-- START OF Passage provided --
In this article, my goal is to give you an overall understanding of what you should pay attention to and how to mitigate the risks. I am no lawyer, so you should make decisions based on advice from qualified legal, accounting, and security experts. 

Why use a cloud business intelligence tool?

This gets into a larger strategic question of digital transformation and whether to use cloud computing or infrastructure at all. In spite of all the benefits of using cloud infrastructure and SaaS tools, such as lower total cost of ownership (TCO), agility, and scalability, perception of higher security risk has been an impediment to cloud adoption. 

Ultimately, each organization has to make this decision on their own. Strategy in any risk-reward decision is greatly affected by how to mitigate or minimize the risks involved. Some organizations take a risk avoidance approach instead–which in my opinion outweighs the risk.

When it comes to using a cloud-based business intelligence tool, you will see much shorter onboarding time, and your maintenance costs are zero. So time to value is shorter, and if the tool’s pricing is in line with the market, TCO will be lower.

How is my data safe in an online system?

Data can be just as safe, if not safer, in an online tool than in a tool you manage internally. Seriously. In today’s information worker world, people connect into your network from home, coffee shops, mobile phones, etc. They are likely already connecting to your internal systems over a VPN connection, and to several SaaS products such as Salesforce or Jira. 

The top reason for data breaches is old, unpatched systems. When the security community identifies vulnerabilities in operating systems or network devices, they share these vulnerabilities in lists known as Common Vulnerabilities and Exposures (CVEs). This allows everyone to act quickly and with maximum information to resolve the vulnerabilities.

However, there is a catch. IT departments must actively manage servers, operating systems, and networks to apply these updates, so that they are no longer vulnerable. Although every IT department claims they are following best practices, the number of security breaches due to unpatched systems objectively states otherwise. Now, compare that to a product company, where every bit of their livelihood depends on keeping their SaaS tool patched and up to date–the incentives and human nature state are in their favor compared to your company’s internal systems

The second reason for data breaches is social engineering–tricking people into using weak passwords, sharing too much information, or providing an opening. Recent years have seen an 9-fold increase in these types of attacks, because of how easy and effective they are. These can be simple or complicated, but the methods attackers use often take bits of information from various sources to triangulate on a successful attack. Again, everyone assumes they would not be taken in, but the security research says otherwise. Using a cloud tool vs an on-premises tool does not impact this risk one way or the other.

You will likely run into more arguments against using an online business intelligence tool. With each, play devil’s advocate until you get past the platitudes and really understand how much of a risk each one might be.
-- END OF Passage provided --
-- START OF Data provided --
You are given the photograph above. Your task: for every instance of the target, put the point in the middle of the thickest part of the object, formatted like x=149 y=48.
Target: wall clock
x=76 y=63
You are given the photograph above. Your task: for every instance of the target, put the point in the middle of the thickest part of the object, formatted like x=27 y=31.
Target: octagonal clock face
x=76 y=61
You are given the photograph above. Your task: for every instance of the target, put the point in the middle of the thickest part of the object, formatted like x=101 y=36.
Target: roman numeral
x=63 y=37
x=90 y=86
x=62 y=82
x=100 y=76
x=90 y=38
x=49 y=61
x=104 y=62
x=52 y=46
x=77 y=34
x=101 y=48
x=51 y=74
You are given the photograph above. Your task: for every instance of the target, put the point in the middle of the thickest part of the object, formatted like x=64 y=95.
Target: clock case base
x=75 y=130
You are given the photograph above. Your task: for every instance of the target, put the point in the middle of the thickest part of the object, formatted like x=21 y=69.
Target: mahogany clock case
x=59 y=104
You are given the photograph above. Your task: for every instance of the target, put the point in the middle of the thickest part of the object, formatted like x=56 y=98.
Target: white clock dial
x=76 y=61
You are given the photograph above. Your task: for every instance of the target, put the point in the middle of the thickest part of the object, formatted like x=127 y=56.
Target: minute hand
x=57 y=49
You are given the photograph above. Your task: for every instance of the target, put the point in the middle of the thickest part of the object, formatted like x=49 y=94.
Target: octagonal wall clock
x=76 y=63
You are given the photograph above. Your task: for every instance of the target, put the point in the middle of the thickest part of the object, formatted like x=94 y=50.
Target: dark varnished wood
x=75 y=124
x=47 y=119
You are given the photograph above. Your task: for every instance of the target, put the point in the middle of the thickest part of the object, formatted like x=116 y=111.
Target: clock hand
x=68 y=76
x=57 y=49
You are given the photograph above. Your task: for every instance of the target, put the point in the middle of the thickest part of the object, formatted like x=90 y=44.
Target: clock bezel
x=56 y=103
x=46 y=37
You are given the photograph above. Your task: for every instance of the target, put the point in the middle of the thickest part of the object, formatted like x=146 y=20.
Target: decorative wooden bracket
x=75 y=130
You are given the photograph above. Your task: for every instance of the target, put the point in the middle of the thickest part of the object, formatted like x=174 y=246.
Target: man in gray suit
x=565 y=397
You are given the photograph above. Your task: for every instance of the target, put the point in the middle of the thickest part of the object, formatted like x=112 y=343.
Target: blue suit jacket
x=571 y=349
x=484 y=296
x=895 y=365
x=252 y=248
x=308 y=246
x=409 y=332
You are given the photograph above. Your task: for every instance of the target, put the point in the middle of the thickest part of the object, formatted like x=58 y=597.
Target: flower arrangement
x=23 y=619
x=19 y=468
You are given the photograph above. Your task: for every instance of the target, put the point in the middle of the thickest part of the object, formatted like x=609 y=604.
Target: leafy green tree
-- END OF Data provided --
Task list:
1 – What does the cloud business intelligence article name as the top reason for data breaches?
2 – Rewrite the cloud business intelligence article, beginning at the words "In this article, my" and stopping after "and security experts.", with "lawyer" changed to "attorney".
3 – Carry on the cloud business intelligence article from its last sentence.
The items have nothing to do with what is asked here.

Answer set:
1 – Old, unpatched systems.

2 –
In this article, my goal is to give you an overall understanding of what you should pay attention to and how to mitigate the risks. I am no attorney, so you should make decisions based on advice from qualified legal, accounting, and security experts.

3 –
How to evaluate a cloud BI tool’s security

Where is your data?

This is critical. How much of your data goes to the SaaS vendor’s servers? Two methods exist, with one carrying more risk than the other. In the first method, your raw data is brought into the vendors’ servers, where it is transformed or modeled into an analytical data model. In the second method, only aggregated data is brought into the vendors’ servers. The second is much lower risk, and most newer vendors take this approach.

This is a foundational architecture decision by the vendor, and not one they will be able to change for you. Often a vendor will tout this as an important feature–bring your data into our servers, and we can provide valuable data modeling to make your team more efficient (etc, etc). However, in the modern cloud data architecture, this is not a must-have feature. Tools like dbt are much more suited for this transformation, allowing your BI tool to focus on presenting the data, not transforming it.

A second question to ask about the location of your data is where the BI vendor’s servers are located. Most will be running on infrastructure provided by one of the big three cloud infrastructure providers (AWS, Azure, GCP), but not always. Each of these providers has regions globally. Depending on your industry, you may be required to guard against your data being “exported,” simply meaning that it cannot be transmitted or stored outside of your country. This leads to a line of questioning with the BI tool vendor about where their servers are located, and how they protect against data accidentally flowing through networks it should not.

Areas of exposure

When using a SaaS BI product, three technical vectors are the main consideration. When evaluating a tool, focusing on these three areas of security will be of most benefit: 

  1. The HTTP connection. This is the network opening that allows the user to connect from the browser. Do they use TLS/SSL for all connections? 
  2. The database connection. This is the network opening that allows the SaaS tool to connect to your data warehouse (which also could be on the cloud, or might be an on-premises database)
  3. Embedding. In an embedded visualization situation, this allows your application to embed dashboards from the vendor tool, and is important to review

Information security policies

You should ask to review these, and have a technology architect or security expert familiar with our business to call out any potential issues. Some of these will be technical in nature–encryption at rest, encryption in motion, etc. But the real focus of these is on people and policy. Things like password requirements; approvals; audits and reviews; and procedures and communications in case of breach.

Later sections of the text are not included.